-- Start THE RECORDS --
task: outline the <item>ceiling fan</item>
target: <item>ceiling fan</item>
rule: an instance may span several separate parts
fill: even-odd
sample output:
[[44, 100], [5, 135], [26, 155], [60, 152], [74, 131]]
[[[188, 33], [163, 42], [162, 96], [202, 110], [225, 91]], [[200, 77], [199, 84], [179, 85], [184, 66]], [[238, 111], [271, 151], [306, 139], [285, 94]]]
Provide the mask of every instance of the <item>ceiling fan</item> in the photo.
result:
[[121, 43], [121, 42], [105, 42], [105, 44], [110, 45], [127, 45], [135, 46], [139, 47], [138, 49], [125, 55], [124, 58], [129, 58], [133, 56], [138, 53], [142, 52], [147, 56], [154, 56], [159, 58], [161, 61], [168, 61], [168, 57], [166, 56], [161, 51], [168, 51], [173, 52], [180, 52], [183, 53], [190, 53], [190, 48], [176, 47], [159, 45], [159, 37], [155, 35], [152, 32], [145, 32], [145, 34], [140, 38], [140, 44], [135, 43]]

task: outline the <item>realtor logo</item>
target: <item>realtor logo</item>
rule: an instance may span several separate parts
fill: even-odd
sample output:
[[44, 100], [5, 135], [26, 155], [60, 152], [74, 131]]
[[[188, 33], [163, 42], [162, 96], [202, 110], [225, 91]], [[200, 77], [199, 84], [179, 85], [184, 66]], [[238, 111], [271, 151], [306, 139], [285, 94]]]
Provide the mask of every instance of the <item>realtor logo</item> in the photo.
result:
-- End THE RECORDS --
*INSTRUCTIONS FOR THE TASK:*
Rewrite all of the rows above, putting "disjoint pieces" wherever "separate parts" occurs and leaving everything else unchanged.

*SOLUTION TO THE PROBLEM:*
task: outline the <item>ceiling fan</item>
target: <item>ceiling fan</item>
rule: an instance may span several disjoint pieces
fill: even-odd
sample output:
[[44, 100], [5, 135], [26, 155], [60, 152], [74, 131]]
[[[188, 33], [163, 42], [162, 96], [202, 110], [225, 91]], [[200, 77], [199, 84], [179, 85], [184, 66]], [[238, 111], [271, 151], [306, 139], [285, 94]]]
Provide the mask of every instance of the <item>ceiling fan</item> in the photo.
result:
[[121, 43], [121, 42], [105, 42], [105, 44], [110, 45], [127, 45], [135, 46], [139, 47], [138, 49], [125, 55], [124, 58], [129, 58], [133, 56], [138, 53], [142, 52], [147, 56], [154, 56], [159, 58], [161, 61], [168, 61], [168, 57], [166, 56], [161, 51], [168, 51], [173, 52], [180, 52], [183, 53], [190, 53], [190, 48], [176, 47], [159, 45], [159, 37], [155, 35], [152, 32], [145, 32], [145, 34], [140, 38], [140, 44], [135, 43]]

task: outline the <item>realtor logo</item>
target: <item>realtor logo</item>
rule: an instance may span several disjoint pieces
fill: even-odd
sample output:
[[44, 100], [5, 135], [26, 155], [60, 152], [74, 131]]
[[[188, 33], [163, 42], [162, 96], [202, 110], [225, 91]], [[200, 77], [199, 84], [179, 85], [184, 66]], [[238, 111], [271, 151], [306, 139], [285, 94]]]
Provide the mask of every instance of the <item>realtor logo</item> in the photo.
result:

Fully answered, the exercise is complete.